**Source passage**
One of the key Stoic claims is that a happy life is just a matter of cultivating excellent character. A virtuous life is a happy one. That’s all you need.
This frees our lives from the grasp of fortune and places it directly in our hands. Our happiness is up to us and us only. It’s also a properly egalitarian view. Happiness is available to all because external circumstances don’t matter.
On the face of it, this is a counter-intuitive view.
So, of course, there are several arguments for it. A classic defense derives from our nature. The good life for us is determined by what we are and we are decision-making beings. A happy life isn’t found in the pursuit of pleasure or externals but in excellent decisions and judgment, in other words, virtue. Another argument comes from the nature of the good. Still another derives from risk management.
Today, I want to explore a different one, one whose aim is not to persuade, but make Stoicism seem more intuitive.
First, an observation. We’re all bothered by minor obstacles. Whether it’s traffic, career setbacks, insults, or sadness – these negative experiences interfere with us all. Yet, we recognize, in a real sense, that none of these setbacks are threats to our happiness. If a satisfactory life is achievable at all, it cannot depend on setbacks never occurring.
The Stoics called these things indifferents. The kind of things that don't make or break a life.
The ancient biographer Diogenes Laërtius includes a helpful list:
The Stoics say that some existing things are good, others are bad, and others are neither of these… Everything which neither does benefit nor harms is neither of these: for instance, life, health, pleasure, beauty, strength, wealth, reputation, noble birth, and their opposites, death, disease, pain, ugliness, etc….
At some level, everyone believes in the Stoic ideal. Neither the experience of negative events nor missing out on great things ruin a life.
The question is – why then grant the power to determine the value of our life to larger setbacks?
None of us escape death, physical suffering, loss, trials, or dark nights of the soul. Some lives are more or less tragic, but we must recognize that even the best 21st-century lives are full of trials. The world we’re born into and love falls away. Everything and everyone that we love suffers. All this is put at an abstract level. It doesn’t adequately capture the ordinary tragedies of experiencing and watching painful mental decline, personal betrayal, the loss of a child, the recognition that your family line has come to an end, humiliation, and on and on.
Yet despite seeing such events as challenges to a good life, we recognize a happy life is still possible. In this sense, Stoicism is intuitive.

**Material provided**
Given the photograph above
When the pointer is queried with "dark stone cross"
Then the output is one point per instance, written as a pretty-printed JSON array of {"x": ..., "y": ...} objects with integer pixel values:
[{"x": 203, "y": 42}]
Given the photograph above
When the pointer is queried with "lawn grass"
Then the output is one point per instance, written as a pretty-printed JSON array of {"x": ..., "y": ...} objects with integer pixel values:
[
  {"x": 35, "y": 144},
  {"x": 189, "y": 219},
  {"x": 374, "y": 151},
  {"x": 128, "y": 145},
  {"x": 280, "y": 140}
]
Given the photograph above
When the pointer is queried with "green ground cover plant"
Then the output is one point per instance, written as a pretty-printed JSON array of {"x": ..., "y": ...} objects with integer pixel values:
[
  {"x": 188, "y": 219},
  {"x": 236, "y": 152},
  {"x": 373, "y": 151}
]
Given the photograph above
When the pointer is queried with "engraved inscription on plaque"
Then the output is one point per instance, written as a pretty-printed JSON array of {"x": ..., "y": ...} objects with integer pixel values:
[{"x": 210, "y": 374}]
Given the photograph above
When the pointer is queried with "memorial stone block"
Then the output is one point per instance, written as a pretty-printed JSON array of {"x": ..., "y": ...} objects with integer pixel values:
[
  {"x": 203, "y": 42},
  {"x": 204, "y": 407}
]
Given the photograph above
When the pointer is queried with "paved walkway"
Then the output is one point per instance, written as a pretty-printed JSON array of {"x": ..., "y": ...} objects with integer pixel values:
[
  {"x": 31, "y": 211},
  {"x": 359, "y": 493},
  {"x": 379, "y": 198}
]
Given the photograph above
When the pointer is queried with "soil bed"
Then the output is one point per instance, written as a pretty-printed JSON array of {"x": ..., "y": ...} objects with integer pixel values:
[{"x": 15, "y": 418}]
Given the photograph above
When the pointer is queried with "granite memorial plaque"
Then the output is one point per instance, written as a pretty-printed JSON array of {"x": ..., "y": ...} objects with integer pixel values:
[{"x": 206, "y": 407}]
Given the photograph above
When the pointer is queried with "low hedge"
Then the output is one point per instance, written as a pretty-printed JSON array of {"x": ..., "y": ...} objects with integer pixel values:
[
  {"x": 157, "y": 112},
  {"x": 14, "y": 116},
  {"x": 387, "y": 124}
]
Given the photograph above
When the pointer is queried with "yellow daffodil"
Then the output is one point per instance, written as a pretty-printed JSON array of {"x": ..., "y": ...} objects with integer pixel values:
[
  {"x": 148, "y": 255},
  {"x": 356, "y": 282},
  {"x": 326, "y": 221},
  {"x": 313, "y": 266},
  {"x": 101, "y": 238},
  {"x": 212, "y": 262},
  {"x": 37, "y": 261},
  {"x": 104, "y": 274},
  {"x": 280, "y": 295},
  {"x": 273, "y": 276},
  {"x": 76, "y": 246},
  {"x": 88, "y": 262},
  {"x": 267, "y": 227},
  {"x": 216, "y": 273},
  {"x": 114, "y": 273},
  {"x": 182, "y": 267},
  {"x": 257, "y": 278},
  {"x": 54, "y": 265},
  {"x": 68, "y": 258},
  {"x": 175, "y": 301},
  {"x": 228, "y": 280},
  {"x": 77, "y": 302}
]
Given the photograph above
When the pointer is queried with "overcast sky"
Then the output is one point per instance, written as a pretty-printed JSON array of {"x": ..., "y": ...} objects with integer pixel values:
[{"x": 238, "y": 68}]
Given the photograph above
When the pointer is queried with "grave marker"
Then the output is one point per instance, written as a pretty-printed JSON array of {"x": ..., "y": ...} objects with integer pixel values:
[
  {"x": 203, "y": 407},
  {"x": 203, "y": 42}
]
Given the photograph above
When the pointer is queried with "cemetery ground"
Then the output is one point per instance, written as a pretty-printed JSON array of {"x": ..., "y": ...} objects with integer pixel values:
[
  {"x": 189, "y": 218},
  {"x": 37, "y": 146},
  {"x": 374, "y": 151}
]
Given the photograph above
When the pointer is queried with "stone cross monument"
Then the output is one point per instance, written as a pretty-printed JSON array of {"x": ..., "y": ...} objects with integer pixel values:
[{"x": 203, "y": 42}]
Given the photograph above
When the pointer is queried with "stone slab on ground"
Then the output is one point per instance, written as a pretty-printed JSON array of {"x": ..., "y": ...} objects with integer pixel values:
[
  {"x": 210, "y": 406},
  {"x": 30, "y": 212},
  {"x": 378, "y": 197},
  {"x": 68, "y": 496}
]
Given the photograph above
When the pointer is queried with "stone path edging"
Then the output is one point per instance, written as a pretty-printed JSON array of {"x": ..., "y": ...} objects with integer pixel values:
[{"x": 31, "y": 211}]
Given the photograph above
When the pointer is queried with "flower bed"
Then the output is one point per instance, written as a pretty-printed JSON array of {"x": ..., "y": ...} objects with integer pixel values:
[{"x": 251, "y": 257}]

**Exercise directions**
Write the next part of the essay on the Stoic view that virtue alone makes a happy life, picking up after its final sentence.

**Output**
The argument is simple: it’s easy to see that, at low intensity, negative experiences do not destroy a life. When adversity becomes more intense, this simple point does not fundamentally change. Happiness cannot depend on externals. It cannot be dependent on what happens to us. Just as we recognize that small obstacles cannot prevent us from finding the good, so we should see that adversity and tragedy are, in a real sense, not barriers to living well.
The issue for most people is the absolute nature of the Stoic claim: no negative event, so long as it is external, is sufficient for unhappiness. As Marcus Aurelius said:
“Take away your opinion, and then there is taken away the complaint, "I have been harmed."
Take away the complaint, "I have been harmed," and the harm is taken away.”
Meditations 4.8
This applies to everything. Death, torture, and tragedy…
Many people start with the Stoic, but eventually, as pain increases, the possibility of happiness fades away.
One way to understand this view is to think of it as balancing indifferents. How good a life is depends on weighing up the bad and the good. Think of a simple philosophy that defines happiness at some level of the good and calls anyone who ascends to that level happy. Small setbacks matter, but cannot move you into the red. However, that doesn’t mean that no setback can. Sufficient tragedy can remove the possibility of happiness for a life by pushing us below the threshold.
The difficulty with this reply is that countless people have experienced heart-wrenching pain and achieved a kind of happiness nonetheless. We find flourishing throughout history even in the most devastating situations. What accounts for this? How people respond to their circumstances, not the weighing up of the goods and evils in a life.
There’s more to say here. I don’t think this is a knockdown argument by any means. But it’s an interesting one, in part because it starts with a simple and intuitive observation.
If we recognize that the loss of a jug is no obstacle to happiness, why should the loss of our loved ones be? There are vast differences in the intensity of pain, but no kind of suffering is enough to guarantee unhappiness. Joy is found in what we do and how we respond to what happens to us.